[start Passage]

After the template region is determined for the current coding block based on operation s12, the target sampling points for calculating the model parameter in the expression of the cross-component prediction model of the current coding block may be further determined in the template region. A manner of selecting the target sampling points for model calculation from the template region in the second component dimension includes any one of the following:

    • 1) All sampling points are used, that is, all sampling points in the template region of the current coding block are used as the target sampling points for model calculation. For example, the template region of the current coding block includes the region A, the region B, the region C, the region D, and the region E of the plurality of neighboring regions shown in FIG. 6. In this case, all sampling points in the region A, the region B, the region C, the region D, and the region E can be used for subsequent model calculation.
    • 2) Some sampling points are used, that is, some sampling points are selected from the template region of the current coding block as the target sampling points for model calculation. A manner of selecting some sampling points from the template region of the current coding block includes any one of the following:
    • (1) Select sampling points according to coordinate positions of sampling points in the template region of the current coding block. Specifically, sampling points whose first coordinate positions and/or second coordinate positions satisfy a constraint condition are selected as the target sampling points from the template region of the current coding block. A direction of the first coordinate position is a horizontal direction of the template region of the current coding block, and a direction of the second coordinate position is a vertical direction of the template region of the current coding block. That the first coordinate positions and/or the second coordinate positions satisfy the constraint condition includes at least one of the following: the first coordinate positions and/or the second coordinate positions are even number positions, odd number positions, or all positions in a corresponding direction.

For example, assuming that an xy coordinate system is established by using an upper left corner of the region A of the plurality of neighboring regions of the current coding block as the center, sampling point coordinates of sampling points in the template region of the current coding block may include: a first coordinate position in the horizontal direction (that is, the horizontal axis x), and a second coordinate position in the vertical direction (that is, the vertical axis y). Exemplarily, in FIG. 10A, using a sampling point in any template region as an example, that a first coordinate position and/or a second coordinate position of the sampling point satisfies the constraint condition may include but is not limited to:

    • 1) Select no sampling point whose first coordinate position in the horizontal direction is an odd number position (that is, a result of a modulo operation performed on the first coordinate position of the sampling point in the direction of the x axis and a value 2 (for example, x % 2=1) is always 1). In this case, a manner of selecting the target sampling points may be shown in the first figure shown in FIG. 10A, and includes: (1) Select a sampling point whose first coordinate position in the direction of the x-axis is an even number position (for example, a result of a modulo operation performed on a value of the sampling point in the direction of the x axis and a value 2 is always 0) and whose second coordinate position in the direction of the y-axis is an odd number position (for example, a sampling point 1001). (2) Select a sampling point whose first coordinate position in the direction of the x-axis is an even number position (for example, a result of a modulo operation performed on a value of the sampling point in the direction of the x axis and a value 2 is always 0) and whose second coordinate position in the direction of the y-axis is an even number position (for example, a sampling point 1002). (3) Select a sampling point whose first coordinate position in the direction of the x-axis is an even number position (for example, a result of a modulo operation performed on a value of the sampling point in the direction of the x axis and a value 2 is always 0) and whose second coordinate position is any position in the direction of the y-axis (for example, a sampling point 1003).

[end Passage]
[start Dataset extract]

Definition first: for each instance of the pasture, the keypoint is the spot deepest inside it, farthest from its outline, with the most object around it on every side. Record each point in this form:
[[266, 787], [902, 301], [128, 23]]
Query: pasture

[end Dataset extract]

Description of the task: Resume the passage on choosing target sampling points from the template region, starting right after its last sentence.

Exercise result:
    • 2) Select no sampling point whose first coordinate position in the horizontal direction is an odd number position and whose second coordinate position in the vertical direction is an odd number position (that is, a result of a modulo operation performed on the second coordinate position of the sampling point in the direction of the y axis and a value 2 (for example, y % 2=1) is always 1). In this case, a manner of selecting the target sampling points may be shown in the second figure shown in FIG. 10A, and includes one or more of the following: (1) Select a sampling point whose first coordinate position in the direction of the x-axis is an even number position and whose second coordinate position in the direction of the y-axis is an even number position. (2) Select a sampling point whose first coordinate position in the direction of the x-axis is an even number position and whose position in the direction of the y-axis is an odd number position. (3) Select a sampling point whose first coordinate position in the direction of the x-axis is an odd number position and whose position in the direction of the y-axis is an even number position.

The manners of selecting the target sampling points described above with reference to FIG. 10A are only several exemplary manners of selecting the target sampling points provided in this embodiment of this application, and do not limit this embodiment of this application. For example, a sampling point whose first coordinate position in the direction of the x-axis is an odd number position and whose second coordinate position in the direction of the y-axis is any position can be selected as the target sampling point.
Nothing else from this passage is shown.